→ Provided passage:
■ ■ ■
My Housemates: A Calculation
Location: Brussels
Below is a conversation I had dozens of times while on exchange
Dear Reader,
For the purposes of this post, I ask you to conjure up a certain image in your head.
You live in Brussels. You are in your early twenties and are almost broke. You are either an exchange student, or one of those prized locals exchange students love to befriend.
For some reason, you and I have just become acquainted with one another. Perhaps it’s because I asked to borrow your pencil and you were intrigued by my funny accent.
We are sitting at the back of a lecture hall, committed to our seats for the next two hours. We begin to make conversation. We ask each other where we come from, why we are in Brussels, and why in god’s name we chose to enroll in an 8:00am microeconomics course this term.
Soon enough, we start talking about our respective living arrangements. You tell me about your apartment, and how you share it with three other people. “The hallways can get crowded at times,” you admit, “but it is an otherwise cozy arrangement.” When it’s my turn, I tell you that I have thirteen housemates, sharing a kitchen and backyard, and that that too is a cozy arrangement.
“Thirteen housemates?!” you exclaim. Then, dropping your voice so that the professor stops glancing in our direction, you whisper: “but how can so many possibly share one kitchen?”
This is when, dear Reader, I pull out a notepad, and perform the calculation that I have performed so many times before with new acquaintances.
■ ■ ■
→ Provided records:
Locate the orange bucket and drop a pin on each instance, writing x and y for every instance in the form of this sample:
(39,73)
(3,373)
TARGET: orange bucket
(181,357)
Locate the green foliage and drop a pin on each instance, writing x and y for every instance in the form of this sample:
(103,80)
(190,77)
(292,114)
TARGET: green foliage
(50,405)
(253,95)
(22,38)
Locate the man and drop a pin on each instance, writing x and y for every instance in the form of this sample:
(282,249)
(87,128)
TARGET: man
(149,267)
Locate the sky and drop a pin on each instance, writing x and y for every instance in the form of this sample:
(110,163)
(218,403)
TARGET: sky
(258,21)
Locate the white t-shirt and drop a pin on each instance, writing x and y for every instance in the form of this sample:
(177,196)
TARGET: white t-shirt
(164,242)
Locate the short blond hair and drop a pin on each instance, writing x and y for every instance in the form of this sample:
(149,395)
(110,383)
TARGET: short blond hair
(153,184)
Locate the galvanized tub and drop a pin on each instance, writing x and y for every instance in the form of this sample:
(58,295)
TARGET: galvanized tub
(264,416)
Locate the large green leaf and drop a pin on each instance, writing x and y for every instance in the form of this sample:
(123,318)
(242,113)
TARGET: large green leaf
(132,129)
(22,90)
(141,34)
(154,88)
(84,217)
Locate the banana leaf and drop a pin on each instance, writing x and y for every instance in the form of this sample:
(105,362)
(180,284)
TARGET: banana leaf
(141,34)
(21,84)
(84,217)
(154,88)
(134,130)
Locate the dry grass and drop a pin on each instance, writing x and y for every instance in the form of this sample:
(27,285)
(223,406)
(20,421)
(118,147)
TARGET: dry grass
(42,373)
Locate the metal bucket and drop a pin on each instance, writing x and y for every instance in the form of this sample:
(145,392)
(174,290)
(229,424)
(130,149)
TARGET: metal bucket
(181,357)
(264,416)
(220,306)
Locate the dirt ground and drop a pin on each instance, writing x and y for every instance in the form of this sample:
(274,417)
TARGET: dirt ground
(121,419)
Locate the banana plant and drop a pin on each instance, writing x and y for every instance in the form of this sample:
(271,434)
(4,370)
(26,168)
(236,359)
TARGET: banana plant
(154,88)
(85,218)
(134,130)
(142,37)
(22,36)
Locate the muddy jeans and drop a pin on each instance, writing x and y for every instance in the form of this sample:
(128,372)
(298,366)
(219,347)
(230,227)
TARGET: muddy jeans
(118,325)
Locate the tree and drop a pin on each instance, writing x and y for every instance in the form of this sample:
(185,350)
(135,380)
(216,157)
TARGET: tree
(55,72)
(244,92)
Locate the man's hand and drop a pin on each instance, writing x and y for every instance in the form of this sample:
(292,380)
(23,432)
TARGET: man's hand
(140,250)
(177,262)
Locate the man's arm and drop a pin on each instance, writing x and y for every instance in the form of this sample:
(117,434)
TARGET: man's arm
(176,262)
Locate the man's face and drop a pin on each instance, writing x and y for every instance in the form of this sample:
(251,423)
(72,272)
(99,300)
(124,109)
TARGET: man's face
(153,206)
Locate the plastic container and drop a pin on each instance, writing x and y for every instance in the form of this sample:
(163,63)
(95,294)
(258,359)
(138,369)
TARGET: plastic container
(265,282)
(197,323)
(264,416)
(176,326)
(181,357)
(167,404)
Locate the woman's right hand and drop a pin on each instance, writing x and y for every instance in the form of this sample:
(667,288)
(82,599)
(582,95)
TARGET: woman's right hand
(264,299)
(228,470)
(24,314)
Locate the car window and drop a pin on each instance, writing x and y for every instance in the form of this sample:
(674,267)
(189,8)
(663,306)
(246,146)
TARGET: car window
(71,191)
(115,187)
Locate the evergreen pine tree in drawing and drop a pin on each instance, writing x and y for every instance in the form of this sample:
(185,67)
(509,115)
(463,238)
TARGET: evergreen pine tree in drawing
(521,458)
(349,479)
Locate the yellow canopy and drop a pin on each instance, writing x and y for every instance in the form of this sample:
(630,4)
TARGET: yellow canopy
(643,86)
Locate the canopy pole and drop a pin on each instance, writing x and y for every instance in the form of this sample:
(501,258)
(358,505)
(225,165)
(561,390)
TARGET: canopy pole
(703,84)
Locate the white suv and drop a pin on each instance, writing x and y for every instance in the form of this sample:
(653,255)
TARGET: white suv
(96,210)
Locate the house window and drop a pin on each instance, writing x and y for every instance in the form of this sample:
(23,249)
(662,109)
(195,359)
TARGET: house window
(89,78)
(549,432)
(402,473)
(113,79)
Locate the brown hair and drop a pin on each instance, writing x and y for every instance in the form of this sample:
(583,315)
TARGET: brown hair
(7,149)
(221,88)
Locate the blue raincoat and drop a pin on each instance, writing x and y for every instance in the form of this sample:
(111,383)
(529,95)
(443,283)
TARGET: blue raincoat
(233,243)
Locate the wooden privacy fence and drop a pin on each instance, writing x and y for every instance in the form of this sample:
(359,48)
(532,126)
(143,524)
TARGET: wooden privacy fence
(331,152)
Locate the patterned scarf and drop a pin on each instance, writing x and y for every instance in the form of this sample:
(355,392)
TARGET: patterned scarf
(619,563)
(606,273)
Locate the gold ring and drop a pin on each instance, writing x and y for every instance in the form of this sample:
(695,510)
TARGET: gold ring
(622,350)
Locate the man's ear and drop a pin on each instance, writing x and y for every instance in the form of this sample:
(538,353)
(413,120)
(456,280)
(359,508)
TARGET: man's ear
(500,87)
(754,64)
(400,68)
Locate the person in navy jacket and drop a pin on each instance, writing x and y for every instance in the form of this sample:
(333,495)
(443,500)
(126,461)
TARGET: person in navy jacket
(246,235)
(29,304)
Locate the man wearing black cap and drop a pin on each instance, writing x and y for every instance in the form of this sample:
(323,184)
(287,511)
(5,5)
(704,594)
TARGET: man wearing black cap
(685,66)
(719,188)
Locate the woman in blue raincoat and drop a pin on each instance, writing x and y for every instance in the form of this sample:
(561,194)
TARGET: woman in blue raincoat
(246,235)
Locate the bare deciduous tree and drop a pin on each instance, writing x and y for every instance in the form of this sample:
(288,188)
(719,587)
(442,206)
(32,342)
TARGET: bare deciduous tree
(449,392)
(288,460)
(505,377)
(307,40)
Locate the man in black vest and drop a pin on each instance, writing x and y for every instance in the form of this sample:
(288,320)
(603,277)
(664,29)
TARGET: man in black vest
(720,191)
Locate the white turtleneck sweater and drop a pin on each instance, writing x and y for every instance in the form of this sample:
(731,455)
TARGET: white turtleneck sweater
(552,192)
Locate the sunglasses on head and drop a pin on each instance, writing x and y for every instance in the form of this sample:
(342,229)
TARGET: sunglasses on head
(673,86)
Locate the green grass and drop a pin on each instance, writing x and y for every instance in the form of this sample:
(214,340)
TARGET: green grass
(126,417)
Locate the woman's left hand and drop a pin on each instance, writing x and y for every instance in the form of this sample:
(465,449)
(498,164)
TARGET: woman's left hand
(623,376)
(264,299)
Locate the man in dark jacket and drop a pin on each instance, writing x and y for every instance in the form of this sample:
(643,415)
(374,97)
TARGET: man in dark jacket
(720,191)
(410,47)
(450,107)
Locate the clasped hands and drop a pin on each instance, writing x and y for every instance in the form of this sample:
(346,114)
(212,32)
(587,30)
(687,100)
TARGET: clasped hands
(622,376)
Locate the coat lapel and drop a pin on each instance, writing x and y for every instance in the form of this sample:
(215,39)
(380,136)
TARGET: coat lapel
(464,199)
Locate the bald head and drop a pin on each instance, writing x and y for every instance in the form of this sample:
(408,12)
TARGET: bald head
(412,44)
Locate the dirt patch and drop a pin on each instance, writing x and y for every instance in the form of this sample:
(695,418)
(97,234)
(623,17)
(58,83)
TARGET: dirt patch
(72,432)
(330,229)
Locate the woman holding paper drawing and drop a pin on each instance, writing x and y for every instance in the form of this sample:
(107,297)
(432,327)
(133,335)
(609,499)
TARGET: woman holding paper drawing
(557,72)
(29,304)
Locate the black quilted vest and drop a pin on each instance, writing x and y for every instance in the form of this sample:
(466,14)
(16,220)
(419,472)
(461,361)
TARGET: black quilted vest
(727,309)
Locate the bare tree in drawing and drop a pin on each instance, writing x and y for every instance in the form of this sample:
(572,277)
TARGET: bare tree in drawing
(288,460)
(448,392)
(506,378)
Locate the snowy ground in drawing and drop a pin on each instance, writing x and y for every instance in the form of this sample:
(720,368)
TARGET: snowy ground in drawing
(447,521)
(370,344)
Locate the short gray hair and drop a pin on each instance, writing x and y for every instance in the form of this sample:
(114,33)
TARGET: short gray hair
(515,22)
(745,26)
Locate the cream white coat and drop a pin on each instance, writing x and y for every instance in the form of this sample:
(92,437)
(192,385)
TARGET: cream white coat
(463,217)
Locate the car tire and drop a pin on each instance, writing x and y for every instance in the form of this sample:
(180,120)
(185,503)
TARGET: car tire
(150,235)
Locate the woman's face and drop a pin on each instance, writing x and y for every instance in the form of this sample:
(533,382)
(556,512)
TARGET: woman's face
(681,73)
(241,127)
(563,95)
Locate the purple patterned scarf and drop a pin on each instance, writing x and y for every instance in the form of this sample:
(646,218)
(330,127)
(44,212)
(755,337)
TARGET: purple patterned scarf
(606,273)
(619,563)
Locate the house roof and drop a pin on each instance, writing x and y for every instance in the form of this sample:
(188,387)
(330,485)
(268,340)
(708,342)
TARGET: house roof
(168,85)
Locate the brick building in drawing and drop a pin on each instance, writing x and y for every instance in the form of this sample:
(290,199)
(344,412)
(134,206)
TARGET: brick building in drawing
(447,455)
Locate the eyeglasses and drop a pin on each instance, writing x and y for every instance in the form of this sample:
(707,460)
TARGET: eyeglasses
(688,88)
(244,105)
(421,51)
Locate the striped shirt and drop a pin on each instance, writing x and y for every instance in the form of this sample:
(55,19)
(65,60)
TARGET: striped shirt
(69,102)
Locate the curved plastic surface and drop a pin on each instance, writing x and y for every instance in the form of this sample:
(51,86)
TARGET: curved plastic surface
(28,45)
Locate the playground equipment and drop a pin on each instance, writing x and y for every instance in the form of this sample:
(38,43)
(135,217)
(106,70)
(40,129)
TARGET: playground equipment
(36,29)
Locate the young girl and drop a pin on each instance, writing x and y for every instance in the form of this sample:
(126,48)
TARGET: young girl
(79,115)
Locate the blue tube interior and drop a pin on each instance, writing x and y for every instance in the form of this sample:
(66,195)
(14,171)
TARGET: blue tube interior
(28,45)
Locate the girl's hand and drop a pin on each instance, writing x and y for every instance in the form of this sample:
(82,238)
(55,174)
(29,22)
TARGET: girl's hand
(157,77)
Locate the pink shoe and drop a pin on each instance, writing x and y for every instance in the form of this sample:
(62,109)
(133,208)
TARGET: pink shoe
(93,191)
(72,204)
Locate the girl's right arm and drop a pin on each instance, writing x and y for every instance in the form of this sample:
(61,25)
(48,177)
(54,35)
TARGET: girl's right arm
■ ■ ■
→ Directives:
- a) In the housemates post, write out the part between "My Housemates: A" and "my funny accent.", inclusive, switching "pencil" to "eraser".
- b) In the housemates post, list everything the sentence beginning "We ask each other" says the two students ask each other.

→ Expected responses:
- a)
My Housemates: A Calculation
Location: Brussels
Below is a conversation I had dozens of times while on exchange
Dear Reader,
For the purposes of this post, I ask you to conjure up a certain image in your head.
You live in Brussels. You are in your early twenties and are almost broke. You are either an exchange student, or one of those prized locals exchange students love to befriend.
For some reason, you and I have just become acquainted with one another. Perhaps it’s because I asked to borrow your eraser and you were intrigued by my funny accent.

- b)
- Where they come from
- Why they are in Brussels
- Why they chose to enroll in an 8:00am microeconomics course this term